• Your goal:
Set down every line from the one containing "lamp post pole" through the last line of the records below, exactly as written, and leave out the pictures.

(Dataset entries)
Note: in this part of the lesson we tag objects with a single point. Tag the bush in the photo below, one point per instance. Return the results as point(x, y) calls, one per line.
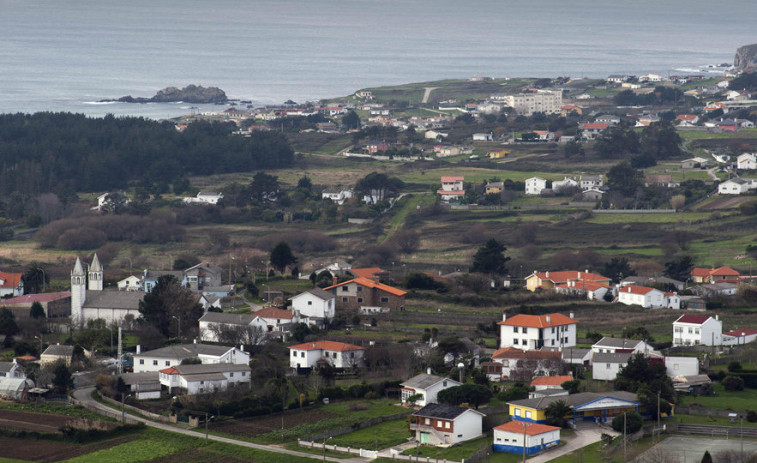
point(633, 420)
point(733, 383)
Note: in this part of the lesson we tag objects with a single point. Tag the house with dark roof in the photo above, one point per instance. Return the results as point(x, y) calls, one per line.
point(157, 359)
point(529, 332)
point(339, 354)
point(427, 386)
point(438, 424)
point(513, 436)
point(585, 406)
point(361, 292)
point(692, 330)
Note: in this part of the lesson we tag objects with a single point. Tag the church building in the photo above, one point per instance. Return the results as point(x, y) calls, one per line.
point(89, 301)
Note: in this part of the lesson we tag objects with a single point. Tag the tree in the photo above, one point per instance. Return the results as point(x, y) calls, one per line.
point(556, 413)
point(624, 179)
point(170, 307)
point(490, 258)
point(351, 121)
point(633, 421)
point(37, 311)
point(680, 268)
point(281, 256)
point(617, 268)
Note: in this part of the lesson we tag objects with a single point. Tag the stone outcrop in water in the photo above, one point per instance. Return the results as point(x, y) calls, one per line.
point(746, 57)
point(188, 94)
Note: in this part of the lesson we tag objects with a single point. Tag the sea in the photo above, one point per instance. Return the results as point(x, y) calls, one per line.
point(68, 55)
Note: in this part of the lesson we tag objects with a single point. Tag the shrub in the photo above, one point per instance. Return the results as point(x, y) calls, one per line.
point(633, 420)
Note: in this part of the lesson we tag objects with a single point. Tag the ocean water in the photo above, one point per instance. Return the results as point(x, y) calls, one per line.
point(67, 55)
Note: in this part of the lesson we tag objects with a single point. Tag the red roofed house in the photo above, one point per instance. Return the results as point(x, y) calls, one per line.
point(536, 331)
point(692, 330)
point(11, 284)
point(55, 305)
point(452, 189)
point(739, 337)
point(363, 292)
point(715, 275)
point(549, 382)
point(568, 278)
point(338, 354)
point(510, 437)
point(523, 365)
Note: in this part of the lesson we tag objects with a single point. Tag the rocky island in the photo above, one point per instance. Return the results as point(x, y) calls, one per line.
point(189, 94)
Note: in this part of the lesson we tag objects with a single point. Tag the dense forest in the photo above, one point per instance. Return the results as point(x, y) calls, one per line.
point(63, 152)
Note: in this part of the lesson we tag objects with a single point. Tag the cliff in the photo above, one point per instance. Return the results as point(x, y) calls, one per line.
point(746, 57)
point(188, 94)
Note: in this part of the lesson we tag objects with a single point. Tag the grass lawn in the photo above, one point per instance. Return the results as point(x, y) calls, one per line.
point(727, 400)
point(456, 452)
point(377, 437)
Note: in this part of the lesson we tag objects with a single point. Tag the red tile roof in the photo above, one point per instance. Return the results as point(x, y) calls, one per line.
point(635, 289)
point(532, 429)
point(538, 321)
point(371, 284)
point(550, 380)
point(273, 312)
point(694, 319)
point(10, 280)
point(737, 333)
point(326, 345)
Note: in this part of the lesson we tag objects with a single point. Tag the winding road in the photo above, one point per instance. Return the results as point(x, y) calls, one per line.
point(84, 396)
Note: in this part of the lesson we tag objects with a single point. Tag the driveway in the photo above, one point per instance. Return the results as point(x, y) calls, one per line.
point(585, 435)
point(84, 395)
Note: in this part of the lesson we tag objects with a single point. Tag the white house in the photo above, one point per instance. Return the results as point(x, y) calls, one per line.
point(641, 295)
point(739, 337)
point(734, 186)
point(427, 386)
point(317, 305)
point(536, 331)
point(130, 283)
point(437, 424)
point(509, 437)
point(535, 185)
point(620, 346)
point(158, 359)
point(452, 188)
point(197, 379)
point(682, 366)
point(605, 367)
point(691, 330)
point(338, 354)
point(746, 161)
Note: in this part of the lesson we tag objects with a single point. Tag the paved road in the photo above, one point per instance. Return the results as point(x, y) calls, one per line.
point(84, 395)
point(585, 435)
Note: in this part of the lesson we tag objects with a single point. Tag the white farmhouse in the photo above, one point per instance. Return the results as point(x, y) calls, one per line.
point(536, 331)
point(692, 330)
point(338, 354)
point(535, 185)
point(317, 305)
point(158, 359)
point(427, 386)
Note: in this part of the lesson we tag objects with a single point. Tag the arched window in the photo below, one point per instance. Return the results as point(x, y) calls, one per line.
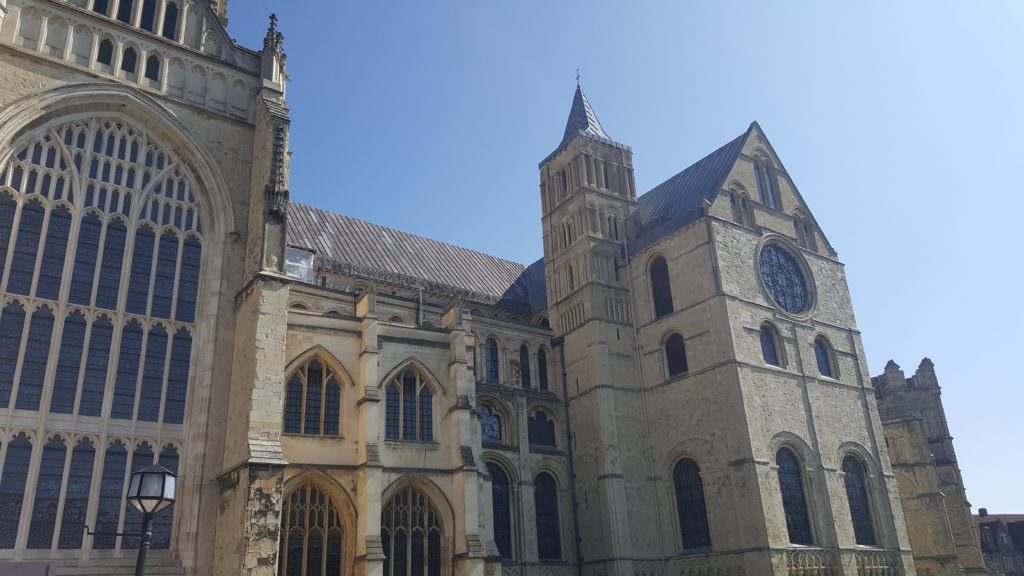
point(12, 484)
point(171, 21)
point(856, 494)
point(541, 429)
point(105, 52)
point(769, 344)
point(410, 408)
point(501, 502)
point(312, 403)
point(823, 357)
point(791, 482)
point(660, 287)
point(311, 534)
point(675, 356)
point(542, 369)
point(411, 534)
point(491, 361)
point(491, 424)
point(524, 367)
point(690, 505)
point(77, 498)
point(111, 497)
point(129, 59)
point(549, 534)
point(44, 510)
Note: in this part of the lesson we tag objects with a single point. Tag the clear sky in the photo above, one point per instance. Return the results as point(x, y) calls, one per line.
point(901, 124)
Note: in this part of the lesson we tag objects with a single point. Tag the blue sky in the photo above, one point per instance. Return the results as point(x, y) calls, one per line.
point(900, 123)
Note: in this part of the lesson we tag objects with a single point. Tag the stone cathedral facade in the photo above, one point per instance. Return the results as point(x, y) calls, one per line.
point(677, 387)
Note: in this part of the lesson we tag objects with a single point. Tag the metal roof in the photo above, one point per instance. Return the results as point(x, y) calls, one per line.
point(363, 249)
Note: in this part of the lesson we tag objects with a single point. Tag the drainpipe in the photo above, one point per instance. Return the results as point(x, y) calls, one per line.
point(559, 342)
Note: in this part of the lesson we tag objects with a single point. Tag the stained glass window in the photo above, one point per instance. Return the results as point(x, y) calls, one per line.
point(660, 287)
point(675, 356)
point(12, 484)
point(11, 326)
point(44, 509)
point(791, 482)
point(822, 355)
point(410, 408)
point(690, 505)
point(66, 379)
point(491, 361)
point(320, 412)
point(549, 534)
point(407, 521)
point(111, 486)
point(856, 494)
point(501, 501)
point(541, 429)
point(37, 356)
point(524, 366)
point(768, 350)
point(783, 279)
point(542, 369)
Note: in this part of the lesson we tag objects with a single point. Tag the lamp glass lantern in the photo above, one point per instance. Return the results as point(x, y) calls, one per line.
point(152, 489)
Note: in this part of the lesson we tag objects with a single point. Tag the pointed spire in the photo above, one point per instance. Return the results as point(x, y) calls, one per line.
point(582, 120)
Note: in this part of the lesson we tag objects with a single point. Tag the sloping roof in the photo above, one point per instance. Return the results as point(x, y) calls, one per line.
point(679, 200)
point(375, 252)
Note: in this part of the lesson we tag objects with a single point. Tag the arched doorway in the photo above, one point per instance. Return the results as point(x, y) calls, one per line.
point(312, 535)
point(412, 535)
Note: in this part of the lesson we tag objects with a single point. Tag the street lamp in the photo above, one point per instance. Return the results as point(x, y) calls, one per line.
point(151, 490)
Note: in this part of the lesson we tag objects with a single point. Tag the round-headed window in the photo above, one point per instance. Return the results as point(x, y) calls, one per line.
point(783, 279)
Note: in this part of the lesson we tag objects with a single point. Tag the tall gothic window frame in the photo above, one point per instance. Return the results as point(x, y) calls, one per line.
point(69, 181)
point(308, 407)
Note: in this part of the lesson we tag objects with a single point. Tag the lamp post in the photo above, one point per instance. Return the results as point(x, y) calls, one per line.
point(151, 490)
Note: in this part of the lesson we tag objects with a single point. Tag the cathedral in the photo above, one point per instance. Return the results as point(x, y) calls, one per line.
point(678, 387)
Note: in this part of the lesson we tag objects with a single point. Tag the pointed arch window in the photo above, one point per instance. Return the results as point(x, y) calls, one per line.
point(549, 534)
point(675, 355)
point(690, 505)
point(791, 482)
point(542, 369)
point(823, 358)
point(501, 503)
point(410, 408)
point(541, 429)
point(12, 485)
point(411, 534)
point(660, 287)
point(44, 509)
point(77, 496)
point(491, 361)
point(312, 404)
point(769, 344)
point(855, 483)
point(524, 367)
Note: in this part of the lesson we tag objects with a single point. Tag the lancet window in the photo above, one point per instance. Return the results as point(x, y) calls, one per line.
point(411, 534)
point(82, 205)
point(312, 401)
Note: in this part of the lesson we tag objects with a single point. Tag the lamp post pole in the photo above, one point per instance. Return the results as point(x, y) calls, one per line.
point(143, 544)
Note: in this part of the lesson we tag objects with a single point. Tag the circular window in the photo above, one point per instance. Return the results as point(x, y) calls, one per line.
point(784, 280)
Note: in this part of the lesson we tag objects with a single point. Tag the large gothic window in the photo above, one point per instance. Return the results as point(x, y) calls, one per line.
point(83, 206)
point(690, 505)
point(549, 534)
point(856, 494)
point(312, 401)
point(410, 408)
point(660, 287)
point(501, 501)
point(411, 534)
point(311, 535)
point(791, 482)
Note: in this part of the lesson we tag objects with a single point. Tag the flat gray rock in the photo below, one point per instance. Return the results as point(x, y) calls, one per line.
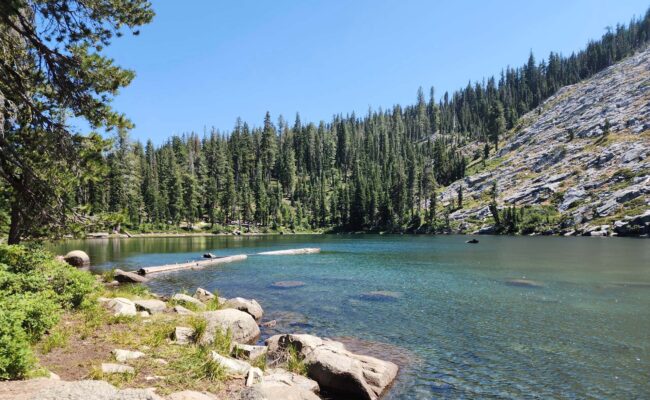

• Exercise solution:
Note: in this part of the lesson we tag objects with a single point. Tag the lamp post pole in the photo above, one point per instance. Return the results as point(x, y) calls, one per line.
point(143, 544)
Note: in this part of the lesson we tag objects with a single point. Tag the circular window in the photo above, one point per instance. Return the results as point(x, y) calls, one per line.
point(784, 280)
Note: in this part of the lesson we tag objects with a single point. Tag the large gothic window in the photo above, one point per instance. Return the results as point(x, y) calls, one per line.
point(83, 206)
point(690, 505)
point(549, 534)
point(856, 494)
point(312, 401)
point(410, 408)
point(660, 287)
point(501, 501)
point(411, 534)
point(311, 535)
point(791, 482)
Note: in this part of the lesson we tag objects with a single point. Tag the flat gray rock in the photo below, one point per instance. Return the results as point(x, y) calls, one per line.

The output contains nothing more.